→ Short task: Return every line of the listing that contains the string "embroidered".

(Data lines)
◇ ◇ ◇ ◇ ◇
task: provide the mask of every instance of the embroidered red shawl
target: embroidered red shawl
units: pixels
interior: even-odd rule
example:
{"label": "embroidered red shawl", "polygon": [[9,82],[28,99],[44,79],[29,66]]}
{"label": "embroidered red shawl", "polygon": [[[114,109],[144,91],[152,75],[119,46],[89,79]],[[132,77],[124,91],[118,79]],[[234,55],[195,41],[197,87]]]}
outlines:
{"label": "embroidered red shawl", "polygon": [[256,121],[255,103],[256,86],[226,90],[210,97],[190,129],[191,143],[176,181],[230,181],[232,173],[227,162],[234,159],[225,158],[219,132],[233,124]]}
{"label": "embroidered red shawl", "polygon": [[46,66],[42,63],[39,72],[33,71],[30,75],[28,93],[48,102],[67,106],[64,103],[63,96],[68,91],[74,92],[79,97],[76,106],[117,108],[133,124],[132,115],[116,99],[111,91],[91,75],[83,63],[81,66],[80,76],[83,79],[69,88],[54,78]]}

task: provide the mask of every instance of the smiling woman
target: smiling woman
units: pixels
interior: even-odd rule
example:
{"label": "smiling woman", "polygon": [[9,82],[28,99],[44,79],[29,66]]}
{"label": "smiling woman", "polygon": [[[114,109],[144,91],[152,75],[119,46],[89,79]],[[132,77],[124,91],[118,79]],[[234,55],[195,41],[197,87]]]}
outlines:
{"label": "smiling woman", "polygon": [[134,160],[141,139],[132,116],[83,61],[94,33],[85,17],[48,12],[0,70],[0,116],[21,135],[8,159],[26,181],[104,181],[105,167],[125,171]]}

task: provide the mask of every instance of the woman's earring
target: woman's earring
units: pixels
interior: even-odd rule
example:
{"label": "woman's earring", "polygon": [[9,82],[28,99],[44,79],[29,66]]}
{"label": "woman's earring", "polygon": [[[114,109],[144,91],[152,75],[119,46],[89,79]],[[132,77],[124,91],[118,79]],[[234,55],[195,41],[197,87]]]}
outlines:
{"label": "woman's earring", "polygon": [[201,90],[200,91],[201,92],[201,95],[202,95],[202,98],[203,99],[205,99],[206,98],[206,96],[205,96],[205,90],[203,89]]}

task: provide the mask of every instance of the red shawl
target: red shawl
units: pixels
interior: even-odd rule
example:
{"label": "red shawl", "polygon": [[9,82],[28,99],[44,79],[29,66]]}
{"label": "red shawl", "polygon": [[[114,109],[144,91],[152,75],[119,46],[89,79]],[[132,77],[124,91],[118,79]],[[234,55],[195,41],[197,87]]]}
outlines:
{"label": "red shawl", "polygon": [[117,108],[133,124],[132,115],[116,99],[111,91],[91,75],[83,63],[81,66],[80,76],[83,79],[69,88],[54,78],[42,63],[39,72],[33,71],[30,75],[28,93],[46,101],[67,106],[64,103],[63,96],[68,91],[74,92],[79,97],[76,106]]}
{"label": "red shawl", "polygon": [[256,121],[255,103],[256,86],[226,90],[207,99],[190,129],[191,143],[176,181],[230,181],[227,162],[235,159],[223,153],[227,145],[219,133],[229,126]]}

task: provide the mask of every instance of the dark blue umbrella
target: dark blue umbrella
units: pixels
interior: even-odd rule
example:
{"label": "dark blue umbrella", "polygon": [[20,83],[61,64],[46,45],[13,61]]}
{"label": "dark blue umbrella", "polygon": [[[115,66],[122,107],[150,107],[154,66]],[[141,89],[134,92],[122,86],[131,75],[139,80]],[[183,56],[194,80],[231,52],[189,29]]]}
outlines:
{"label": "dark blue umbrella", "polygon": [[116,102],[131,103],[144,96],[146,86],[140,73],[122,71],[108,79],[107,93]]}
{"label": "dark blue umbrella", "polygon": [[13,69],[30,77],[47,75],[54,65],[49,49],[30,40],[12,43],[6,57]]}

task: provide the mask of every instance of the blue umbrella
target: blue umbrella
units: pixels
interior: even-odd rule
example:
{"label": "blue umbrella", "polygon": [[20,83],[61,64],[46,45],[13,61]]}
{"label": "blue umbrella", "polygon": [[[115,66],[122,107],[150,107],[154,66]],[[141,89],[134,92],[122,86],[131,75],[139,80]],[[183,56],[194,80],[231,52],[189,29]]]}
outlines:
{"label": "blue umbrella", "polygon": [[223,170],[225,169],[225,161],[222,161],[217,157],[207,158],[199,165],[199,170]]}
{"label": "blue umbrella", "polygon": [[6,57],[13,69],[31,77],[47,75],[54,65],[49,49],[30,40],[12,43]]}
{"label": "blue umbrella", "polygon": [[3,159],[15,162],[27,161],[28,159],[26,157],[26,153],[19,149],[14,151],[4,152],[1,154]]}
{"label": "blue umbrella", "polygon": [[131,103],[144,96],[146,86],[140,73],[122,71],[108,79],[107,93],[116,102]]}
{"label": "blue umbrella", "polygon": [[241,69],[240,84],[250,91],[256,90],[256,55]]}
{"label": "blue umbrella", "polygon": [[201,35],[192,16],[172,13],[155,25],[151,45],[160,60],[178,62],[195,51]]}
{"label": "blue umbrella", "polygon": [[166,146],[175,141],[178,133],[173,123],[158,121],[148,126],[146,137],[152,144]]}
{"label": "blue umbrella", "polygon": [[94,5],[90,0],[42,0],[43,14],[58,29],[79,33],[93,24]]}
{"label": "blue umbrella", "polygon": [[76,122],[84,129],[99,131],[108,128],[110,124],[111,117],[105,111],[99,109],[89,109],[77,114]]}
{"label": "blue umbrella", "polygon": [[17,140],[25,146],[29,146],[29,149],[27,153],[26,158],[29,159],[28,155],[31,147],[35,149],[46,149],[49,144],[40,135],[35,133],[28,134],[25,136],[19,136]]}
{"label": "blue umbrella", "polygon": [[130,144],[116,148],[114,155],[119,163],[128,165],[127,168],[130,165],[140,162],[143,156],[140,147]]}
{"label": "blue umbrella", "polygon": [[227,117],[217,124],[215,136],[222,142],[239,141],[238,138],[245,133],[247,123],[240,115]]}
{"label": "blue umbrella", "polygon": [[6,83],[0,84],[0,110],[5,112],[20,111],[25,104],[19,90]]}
◇ ◇ ◇ ◇ ◇
→ In response:
task: provide the mask of every instance of the embroidered red shawl
target: embroidered red shawl
{"label": "embroidered red shawl", "polygon": [[9,82],[28,99],[44,79],[29,66]]}
{"label": "embroidered red shawl", "polygon": [[[114,109],[144,91],[152,75],[119,46],[89,79]],[[132,77],[124,91],[118,79]],[[234,55],[195,41],[197,87]]]}
{"label": "embroidered red shawl", "polygon": [[256,121],[255,103],[256,86],[226,90],[210,97],[190,129],[191,143],[176,181],[230,181],[232,173],[227,162],[234,159],[225,158],[219,132],[233,124]]}
{"label": "embroidered red shawl", "polygon": [[46,66],[42,63],[39,72],[33,71],[30,75],[28,93],[48,102],[67,106],[64,103],[63,96],[68,91],[74,92],[79,97],[76,106],[117,108],[133,124],[132,115],[116,99],[111,91],[91,75],[83,63],[81,66],[80,76],[83,79],[69,88],[54,78]]}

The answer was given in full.